● Given task
Please render every one of the records below as a Markdown table with the columns "Row" and "Record line," putting each nonblank line in its own numbered row.

● Entries drawn from a collection
┌──

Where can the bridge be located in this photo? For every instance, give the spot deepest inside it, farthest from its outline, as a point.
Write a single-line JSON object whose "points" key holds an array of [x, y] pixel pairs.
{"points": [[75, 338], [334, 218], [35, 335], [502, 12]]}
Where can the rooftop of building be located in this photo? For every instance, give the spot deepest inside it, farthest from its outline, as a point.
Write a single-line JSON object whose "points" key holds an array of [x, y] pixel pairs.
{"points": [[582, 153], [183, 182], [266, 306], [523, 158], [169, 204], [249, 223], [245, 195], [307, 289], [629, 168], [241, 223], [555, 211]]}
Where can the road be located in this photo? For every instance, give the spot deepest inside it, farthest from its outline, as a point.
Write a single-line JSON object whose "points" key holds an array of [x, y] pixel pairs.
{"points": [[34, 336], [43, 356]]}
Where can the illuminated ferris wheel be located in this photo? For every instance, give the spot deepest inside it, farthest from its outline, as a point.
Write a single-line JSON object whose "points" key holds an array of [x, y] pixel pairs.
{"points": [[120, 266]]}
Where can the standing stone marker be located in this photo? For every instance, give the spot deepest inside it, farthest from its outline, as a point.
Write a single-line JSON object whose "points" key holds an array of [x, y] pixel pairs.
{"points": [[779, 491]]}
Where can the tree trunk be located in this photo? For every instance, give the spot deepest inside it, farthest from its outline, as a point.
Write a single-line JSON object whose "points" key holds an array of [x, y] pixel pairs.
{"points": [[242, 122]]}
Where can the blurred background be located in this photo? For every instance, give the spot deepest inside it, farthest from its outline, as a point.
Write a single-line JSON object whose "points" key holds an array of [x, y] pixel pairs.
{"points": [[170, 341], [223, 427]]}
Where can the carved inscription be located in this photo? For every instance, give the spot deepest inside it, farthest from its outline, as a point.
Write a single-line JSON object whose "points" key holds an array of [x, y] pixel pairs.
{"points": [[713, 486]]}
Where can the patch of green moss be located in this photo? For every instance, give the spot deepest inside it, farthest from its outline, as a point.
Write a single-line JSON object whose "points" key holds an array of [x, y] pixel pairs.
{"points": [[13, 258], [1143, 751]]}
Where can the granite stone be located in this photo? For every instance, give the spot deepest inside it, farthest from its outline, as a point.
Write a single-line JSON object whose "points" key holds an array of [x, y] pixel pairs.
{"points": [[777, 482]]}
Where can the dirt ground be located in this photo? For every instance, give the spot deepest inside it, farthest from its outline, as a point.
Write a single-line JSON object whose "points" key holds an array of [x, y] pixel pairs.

└──

● Task result
| Row | Record line |
|---|---|
| 1 | Where can the bridge be located in this photo? For every instance, give the spot deepest inside it, farthest from its outline, as a point. |
| 2 | Write a single-line JSON object whose "points" key holds an array of [x, y] pixel pairs. |
| 3 | {"points": [[75, 338], [334, 218], [35, 335], [502, 12]]} |
| 4 | Where can the rooftop of building be located in this photo? For every instance, give the spot deepest inside it, farthest from its outline, as a point. |
| 5 | Write a single-line JSON object whose "points" key holds an array of [x, y] pixel pairs. |
| 6 | {"points": [[582, 153], [183, 182], [266, 306], [523, 158], [169, 204], [249, 223], [245, 195], [307, 289], [629, 168], [241, 223], [555, 211]]} |
| 7 | Where can the road be located in this photo? For every instance, give the spot deepest inside it, farthest from its outline, as a point. |
| 8 | Write a single-line JSON object whose "points" key holds an array of [x, y] pixel pairs. |
| 9 | {"points": [[34, 336], [43, 356]]} |
| 10 | Where can the illuminated ferris wheel be located in this photo? For every instance, give the spot deepest inside it, farthest from its outline, as a point. |
| 11 | Write a single-line JSON object whose "points" key holds an array of [x, y] pixel pairs. |
| 12 | {"points": [[120, 266]]} |
| 13 | Where can the standing stone marker be located in this photo? For every instance, give the spot deepest inside it, farthest from its outline, as a point. |
| 14 | Write a single-line JSON object whose "points" key holds an array of [x, y] pixel pairs. |
| 15 | {"points": [[779, 491]]} |
| 16 | Where can the tree trunk be located in this photo? For every instance, give the spot deepest inside it, farthest from its outline, as a point. |
| 17 | Write a single-line JSON object whose "points" key holds an array of [x, y] pixel pairs. |
| 18 | {"points": [[242, 122]]} |
| 19 | Where can the blurred background be located in this photo? For every instance, give the spot deepest inside it, farthest from its outline, as a point. |
| 20 | Write a single-line JSON object whose "points" key holds an array of [x, y] pixel pairs. |
| 21 | {"points": [[170, 341], [223, 427]]} |
| 22 | Where can the carved inscription be located in this photo? For every instance, give the spot deepest inside it, farthest from its outline, as a point. |
| 23 | Write a single-line JSON object whose "points" key holds an array of [x, y] pixel pairs. |
| 24 | {"points": [[713, 486]]} |
| 25 | Where can the patch of green moss be located in this photo? For every instance, give the spot deepest inside it, farthest from its outline, as a point. |
| 26 | Write a single-line JSON object whose "points" key holds an array of [x, y] pixel pairs. |
| 27 | {"points": [[13, 258], [1143, 751]]} |
| 28 | Where can the granite stone be located in this photo? For every instance, give the spot deepest inside it, farthest from its outline, as a point. |
| 29 | Write a single-line JSON object whose "points" key holds an array of [x, y] pixel pairs. |
| 30 | {"points": [[777, 482]]} |
| 31 | Where can the dirt ground be located in this photo? For every instance, give the spot deepest inside it, farthest from its outline, as a point. |
| 32 | Write a single-line JSON object whose "points" key holds an array of [x, y] pixel pairs. |